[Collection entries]
*** Begin section ***
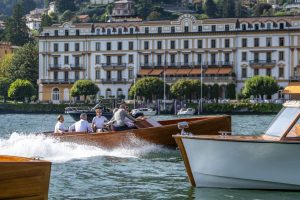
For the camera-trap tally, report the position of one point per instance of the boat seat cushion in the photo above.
(147, 123)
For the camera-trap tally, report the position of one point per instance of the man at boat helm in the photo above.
(118, 120)
(82, 125)
(59, 126)
(98, 121)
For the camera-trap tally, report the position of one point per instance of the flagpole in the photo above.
(165, 80)
(201, 78)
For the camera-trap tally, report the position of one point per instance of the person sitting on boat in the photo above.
(59, 126)
(82, 125)
(119, 119)
(98, 121)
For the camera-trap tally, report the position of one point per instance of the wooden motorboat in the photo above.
(186, 111)
(158, 133)
(75, 112)
(268, 161)
(144, 111)
(24, 178)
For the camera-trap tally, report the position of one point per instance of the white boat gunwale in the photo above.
(282, 138)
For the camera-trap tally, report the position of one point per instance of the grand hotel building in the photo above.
(115, 54)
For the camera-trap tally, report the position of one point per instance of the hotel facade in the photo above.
(114, 55)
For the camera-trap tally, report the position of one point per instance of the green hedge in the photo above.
(32, 108)
(242, 108)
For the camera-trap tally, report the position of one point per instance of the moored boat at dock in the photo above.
(268, 161)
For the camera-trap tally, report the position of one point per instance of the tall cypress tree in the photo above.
(228, 9)
(16, 30)
(210, 8)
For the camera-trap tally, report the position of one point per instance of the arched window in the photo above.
(66, 94)
(55, 94)
(98, 31)
(108, 93)
(119, 92)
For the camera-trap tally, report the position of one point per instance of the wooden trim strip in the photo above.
(291, 126)
(186, 160)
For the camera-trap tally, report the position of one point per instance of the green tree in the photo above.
(148, 87)
(260, 86)
(84, 88)
(228, 8)
(66, 16)
(25, 63)
(143, 8)
(230, 91)
(154, 15)
(63, 5)
(20, 90)
(181, 88)
(260, 8)
(27, 5)
(4, 86)
(46, 20)
(16, 30)
(5, 64)
(210, 8)
(187, 88)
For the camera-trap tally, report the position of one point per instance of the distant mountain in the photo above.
(6, 6)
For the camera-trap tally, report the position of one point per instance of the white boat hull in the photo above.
(247, 165)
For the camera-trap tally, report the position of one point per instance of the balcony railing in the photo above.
(206, 79)
(295, 78)
(76, 66)
(113, 65)
(262, 63)
(188, 64)
(57, 81)
(114, 81)
(54, 66)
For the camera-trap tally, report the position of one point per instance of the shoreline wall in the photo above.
(211, 108)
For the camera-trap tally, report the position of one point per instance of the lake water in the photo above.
(149, 172)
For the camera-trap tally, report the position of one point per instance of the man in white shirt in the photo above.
(82, 125)
(98, 121)
(59, 126)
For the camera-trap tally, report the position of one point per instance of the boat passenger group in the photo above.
(120, 121)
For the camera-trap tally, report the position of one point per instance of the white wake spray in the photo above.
(47, 148)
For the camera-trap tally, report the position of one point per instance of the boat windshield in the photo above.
(282, 121)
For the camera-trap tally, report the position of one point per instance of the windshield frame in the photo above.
(282, 117)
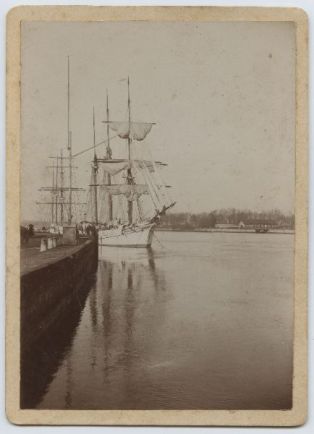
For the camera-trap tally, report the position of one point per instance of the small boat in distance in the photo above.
(128, 195)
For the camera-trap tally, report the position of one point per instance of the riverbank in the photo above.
(235, 231)
(46, 279)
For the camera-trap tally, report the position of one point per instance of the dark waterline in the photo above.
(201, 321)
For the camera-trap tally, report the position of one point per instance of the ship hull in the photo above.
(128, 237)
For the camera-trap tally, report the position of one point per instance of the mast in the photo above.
(95, 169)
(69, 146)
(109, 156)
(61, 187)
(57, 174)
(52, 195)
(129, 172)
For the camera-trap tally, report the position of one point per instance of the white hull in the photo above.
(127, 237)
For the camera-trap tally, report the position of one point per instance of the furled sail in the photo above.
(131, 192)
(114, 166)
(133, 130)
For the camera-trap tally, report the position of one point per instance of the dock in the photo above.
(48, 279)
(32, 259)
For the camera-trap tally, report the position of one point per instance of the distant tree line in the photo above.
(227, 216)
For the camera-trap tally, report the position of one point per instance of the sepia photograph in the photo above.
(157, 214)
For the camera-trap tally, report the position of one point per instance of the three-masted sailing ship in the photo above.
(127, 196)
(131, 197)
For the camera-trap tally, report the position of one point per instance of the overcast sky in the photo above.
(221, 94)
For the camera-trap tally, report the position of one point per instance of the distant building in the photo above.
(226, 226)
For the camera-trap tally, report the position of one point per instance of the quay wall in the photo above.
(44, 290)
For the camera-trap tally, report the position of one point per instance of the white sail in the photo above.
(133, 130)
(131, 192)
(115, 166)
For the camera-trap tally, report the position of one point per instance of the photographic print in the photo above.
(159, 223)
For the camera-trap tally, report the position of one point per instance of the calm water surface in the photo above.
(203, 320)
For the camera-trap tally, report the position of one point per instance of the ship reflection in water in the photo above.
(203, 322)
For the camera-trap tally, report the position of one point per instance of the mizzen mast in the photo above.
(108, 157)
(69, 145)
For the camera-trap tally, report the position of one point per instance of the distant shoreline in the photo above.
(235, 231)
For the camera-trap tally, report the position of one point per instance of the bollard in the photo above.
(43, 245)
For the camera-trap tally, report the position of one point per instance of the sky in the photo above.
(222, 96)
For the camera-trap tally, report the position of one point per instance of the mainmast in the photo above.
(69, 147)
(61, 187)
(95, 170)
(130, 179)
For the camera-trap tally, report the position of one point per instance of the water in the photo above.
(203, 321)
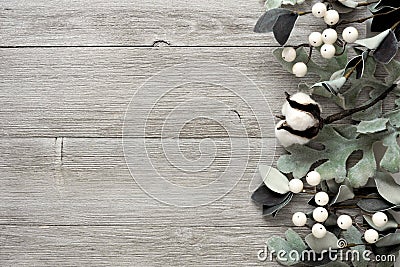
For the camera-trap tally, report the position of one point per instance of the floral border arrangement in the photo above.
(355, 196)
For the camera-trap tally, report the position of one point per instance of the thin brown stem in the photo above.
(302, 13)
(367, 18)
(345, 113)
(366, 3)
(348, 74)
(309, 55)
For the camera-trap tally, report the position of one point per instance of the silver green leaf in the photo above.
(391, 224)
(274, 179)
(320, 244)
(332, 86)
(349, 3)
(373, 42)
(391, 158)
(337, 149)
(387, 187)
(389, 240)
(344, 193)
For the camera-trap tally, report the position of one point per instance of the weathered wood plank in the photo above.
(85, 92)
(137, 22)
(134, 246)
(91, 185)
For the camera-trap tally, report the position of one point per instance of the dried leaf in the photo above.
(372, 126)
(387, 49)
(284, 26)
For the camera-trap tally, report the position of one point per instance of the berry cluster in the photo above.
(321, 214)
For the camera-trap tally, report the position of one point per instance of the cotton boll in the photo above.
(286, 138)
(299, 120)
(285, 107)
(302, 98)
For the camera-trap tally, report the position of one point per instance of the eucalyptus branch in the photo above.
(367, 3)
(345, 113)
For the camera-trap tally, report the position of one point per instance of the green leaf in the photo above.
(273, 210)
(274, 179)
(387, 187)
(373, 42)
(320, 244)
(353, 236)
(344, 193)
(365, 168)
(337, 149)
(267, 21)
(333, 86)
(394, 117)
(372, 126)
(391, 158)
(391, 224)
(369, 114)
(389, 240)
(393, 71)
(375, 204)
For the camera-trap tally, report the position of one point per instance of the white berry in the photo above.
(328, 51)
(299, 219)
(299, 69)
(331, 17)
(320, 214)
(318, 230)
(329, 36)
(319, 10)
(315, 39)
(371, 236)
(321, 198)
(295, 185)
(350, 34)
(344, 221)
(289, 54)
(313, 178)
(379, 219)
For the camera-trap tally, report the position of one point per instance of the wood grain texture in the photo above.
(85, 92)
(134, 245)
(68, 71)
(137, 23)
(90, 184)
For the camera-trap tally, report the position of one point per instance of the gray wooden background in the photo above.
(68, 69)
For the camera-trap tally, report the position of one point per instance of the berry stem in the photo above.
(366, 3)
(345, 113)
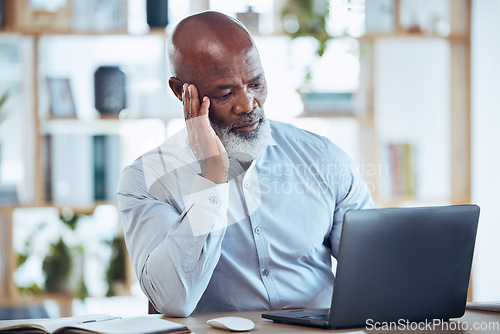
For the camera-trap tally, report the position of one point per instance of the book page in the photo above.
(134, 325)
(49, 325)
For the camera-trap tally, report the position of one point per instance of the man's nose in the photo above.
(244, 103)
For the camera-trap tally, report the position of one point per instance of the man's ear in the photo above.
(176, 86)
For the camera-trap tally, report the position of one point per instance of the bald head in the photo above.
(204, 41)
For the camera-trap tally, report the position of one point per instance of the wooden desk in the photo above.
(487, 322)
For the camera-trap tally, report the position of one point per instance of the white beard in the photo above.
(248, 146)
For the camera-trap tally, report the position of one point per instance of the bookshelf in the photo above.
(39, 125)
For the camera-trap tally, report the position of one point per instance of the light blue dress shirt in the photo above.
(263, 240)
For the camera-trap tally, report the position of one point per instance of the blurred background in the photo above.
(409, 88)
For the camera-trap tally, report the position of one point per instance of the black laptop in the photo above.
(410, 264)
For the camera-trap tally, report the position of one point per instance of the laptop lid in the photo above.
(400, 263)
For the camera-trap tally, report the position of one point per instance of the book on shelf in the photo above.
(96, 323)
(328, 103)
(106, 166)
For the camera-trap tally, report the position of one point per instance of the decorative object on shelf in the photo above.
(380, 17)
(110, 90)
(401, 159)
(157, 13)
(62, 104)
(3, 110)
(57, 266)
(39, 16)
(3, 116)
(99, 15)
(307, 18)
(328, 103)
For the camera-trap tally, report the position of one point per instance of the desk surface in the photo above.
(472, 322)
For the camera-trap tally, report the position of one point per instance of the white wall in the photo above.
(486, 146)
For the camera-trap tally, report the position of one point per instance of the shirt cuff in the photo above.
(208, 203)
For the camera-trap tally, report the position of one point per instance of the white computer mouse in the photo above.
(236, 324)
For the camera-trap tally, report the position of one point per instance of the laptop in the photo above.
(410, 264)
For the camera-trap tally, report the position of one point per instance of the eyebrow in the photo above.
(222, 87)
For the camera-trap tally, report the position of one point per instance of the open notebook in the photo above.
(95, 323)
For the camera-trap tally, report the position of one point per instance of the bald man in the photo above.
(234, 212)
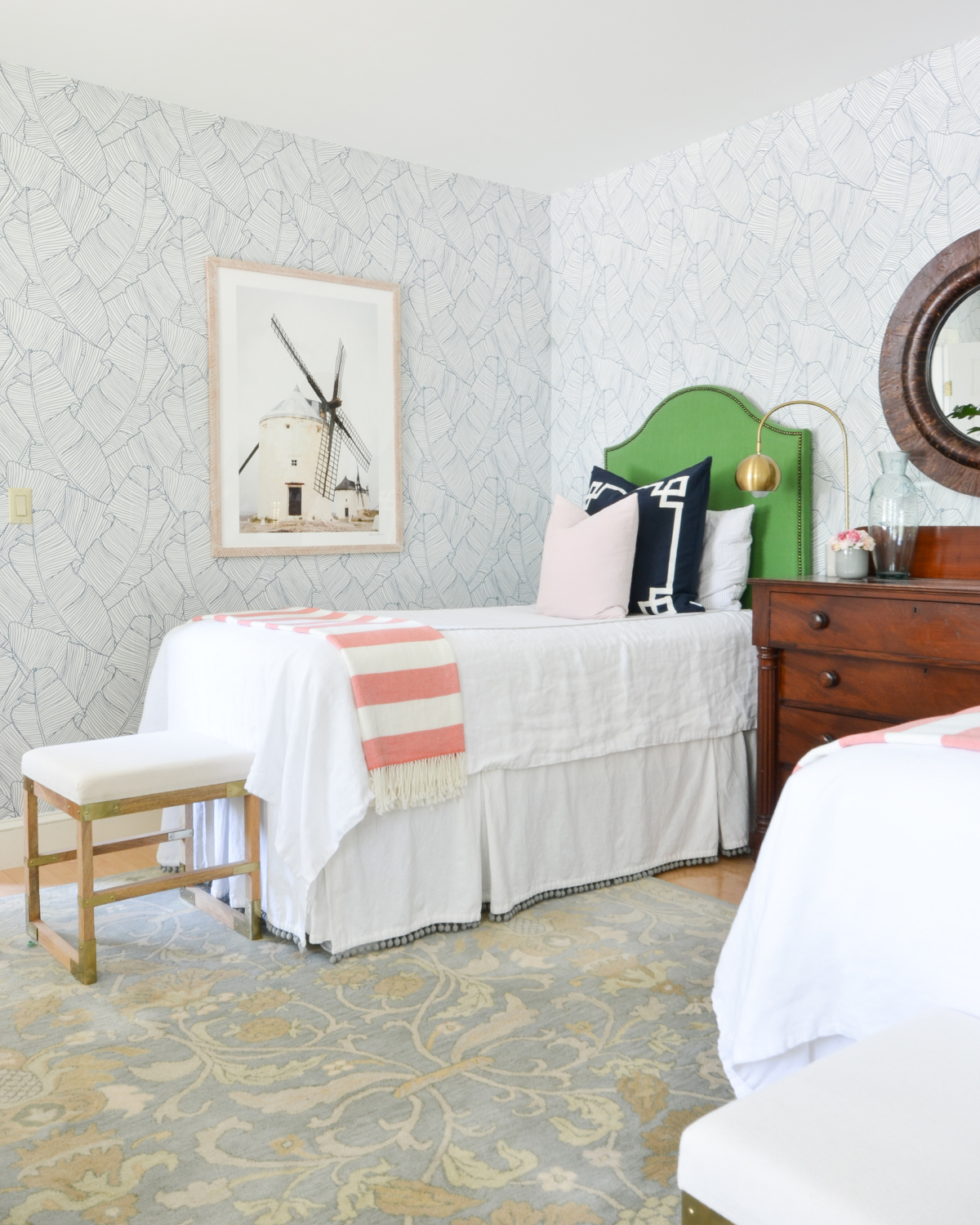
*** End section ***
**Assignment**
An exact restatement is expected of the lines from the line containing "the laptop in the photo above." to the end of the data above, pictures excluded.

**Exercise result**
For the camera-trap tally, report the position of one point per instance of the laptop in the photo above.
(410, 264)
For the camera-trap tally, report the position of one point per instance of the eyebrow in the photo above.
(222, 87)
For the camera-trap tally, report the position of one point per instance of the open notebook in the photo above.
(95, 323)
For the camera-trap tally, report the position of one point per instance of the bald man in the photo above.
(234, 212)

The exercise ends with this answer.